● Problem to solve: When you reach the line in the data below that contains "Query: roof vent", please start repeating lines exactly, and stop after the line that contains "350, row 134.", repeating nothing else.

● Stored entries:
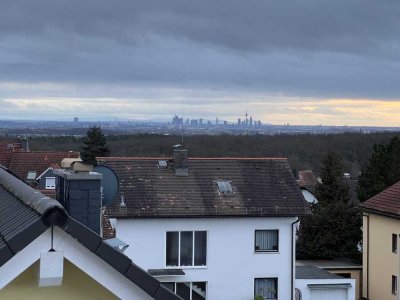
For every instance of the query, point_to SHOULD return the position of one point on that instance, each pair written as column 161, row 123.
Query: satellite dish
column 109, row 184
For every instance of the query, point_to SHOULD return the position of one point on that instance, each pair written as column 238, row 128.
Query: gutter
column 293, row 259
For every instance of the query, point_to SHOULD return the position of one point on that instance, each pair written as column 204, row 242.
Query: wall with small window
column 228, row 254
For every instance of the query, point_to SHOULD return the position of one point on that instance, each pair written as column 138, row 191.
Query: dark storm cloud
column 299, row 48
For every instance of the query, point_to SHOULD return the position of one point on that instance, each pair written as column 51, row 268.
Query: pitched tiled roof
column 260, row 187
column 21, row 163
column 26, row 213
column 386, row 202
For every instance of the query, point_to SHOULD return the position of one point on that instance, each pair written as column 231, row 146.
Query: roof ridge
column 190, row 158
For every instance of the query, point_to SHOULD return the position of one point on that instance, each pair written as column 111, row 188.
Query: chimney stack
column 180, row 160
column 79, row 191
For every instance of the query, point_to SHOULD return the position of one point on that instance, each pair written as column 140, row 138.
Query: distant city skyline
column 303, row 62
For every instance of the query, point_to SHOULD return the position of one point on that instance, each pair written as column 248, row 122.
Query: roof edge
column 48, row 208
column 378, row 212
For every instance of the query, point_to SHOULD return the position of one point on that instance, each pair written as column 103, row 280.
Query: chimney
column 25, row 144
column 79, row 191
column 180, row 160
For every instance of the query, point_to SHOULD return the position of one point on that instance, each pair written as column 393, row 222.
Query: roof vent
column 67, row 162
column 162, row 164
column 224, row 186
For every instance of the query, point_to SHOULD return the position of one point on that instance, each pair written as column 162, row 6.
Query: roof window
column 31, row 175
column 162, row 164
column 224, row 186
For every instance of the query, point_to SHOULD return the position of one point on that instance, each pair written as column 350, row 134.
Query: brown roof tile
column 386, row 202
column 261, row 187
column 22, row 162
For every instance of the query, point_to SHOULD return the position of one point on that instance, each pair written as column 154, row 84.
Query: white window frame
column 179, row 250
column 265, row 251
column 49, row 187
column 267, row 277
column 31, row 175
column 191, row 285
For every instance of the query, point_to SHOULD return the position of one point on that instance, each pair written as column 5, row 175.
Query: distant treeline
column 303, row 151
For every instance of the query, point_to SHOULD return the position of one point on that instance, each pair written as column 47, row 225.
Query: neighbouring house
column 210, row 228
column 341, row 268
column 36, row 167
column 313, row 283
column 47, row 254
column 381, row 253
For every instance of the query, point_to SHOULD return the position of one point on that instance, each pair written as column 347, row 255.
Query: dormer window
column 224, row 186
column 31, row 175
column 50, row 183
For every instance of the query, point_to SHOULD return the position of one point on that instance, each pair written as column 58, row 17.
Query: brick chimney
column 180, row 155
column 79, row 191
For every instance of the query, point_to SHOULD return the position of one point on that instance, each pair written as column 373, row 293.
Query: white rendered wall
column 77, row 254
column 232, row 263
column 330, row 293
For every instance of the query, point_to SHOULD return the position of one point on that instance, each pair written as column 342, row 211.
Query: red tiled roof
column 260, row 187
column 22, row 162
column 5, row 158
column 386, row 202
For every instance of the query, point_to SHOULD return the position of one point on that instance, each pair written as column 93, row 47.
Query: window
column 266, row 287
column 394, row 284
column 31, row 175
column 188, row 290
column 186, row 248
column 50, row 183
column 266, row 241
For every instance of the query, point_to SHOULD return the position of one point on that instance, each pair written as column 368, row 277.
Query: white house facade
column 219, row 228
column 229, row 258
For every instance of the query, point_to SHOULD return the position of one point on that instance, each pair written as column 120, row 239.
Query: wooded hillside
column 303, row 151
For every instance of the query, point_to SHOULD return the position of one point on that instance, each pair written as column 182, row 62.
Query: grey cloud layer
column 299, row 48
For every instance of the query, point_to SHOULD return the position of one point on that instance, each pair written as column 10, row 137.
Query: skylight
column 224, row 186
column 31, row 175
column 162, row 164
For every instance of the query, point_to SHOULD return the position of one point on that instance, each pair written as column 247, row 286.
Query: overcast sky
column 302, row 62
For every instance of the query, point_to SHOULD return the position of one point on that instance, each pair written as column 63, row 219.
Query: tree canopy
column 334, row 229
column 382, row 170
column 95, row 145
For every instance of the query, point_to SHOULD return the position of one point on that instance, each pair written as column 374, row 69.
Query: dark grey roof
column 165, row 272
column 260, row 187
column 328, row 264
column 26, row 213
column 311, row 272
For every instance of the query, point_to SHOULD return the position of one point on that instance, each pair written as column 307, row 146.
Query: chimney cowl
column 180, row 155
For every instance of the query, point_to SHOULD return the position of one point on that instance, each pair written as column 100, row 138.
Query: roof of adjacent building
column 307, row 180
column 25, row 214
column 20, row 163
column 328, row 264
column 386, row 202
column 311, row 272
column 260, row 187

● Response to the exercise:
Query: roof vent
column 67, row 162
column 162, row 164
column 224, row 186
For every instance of the query, point_to SHOULD return the position of one point on that instance, each pair written as column 162, row 6.
Query: roof window
column 31, row 175
column 162, row 164
column 224, row 186
For every instance of the query, point_to SHOULD return the position of one point on that instance, each pair written as column 350, row 134.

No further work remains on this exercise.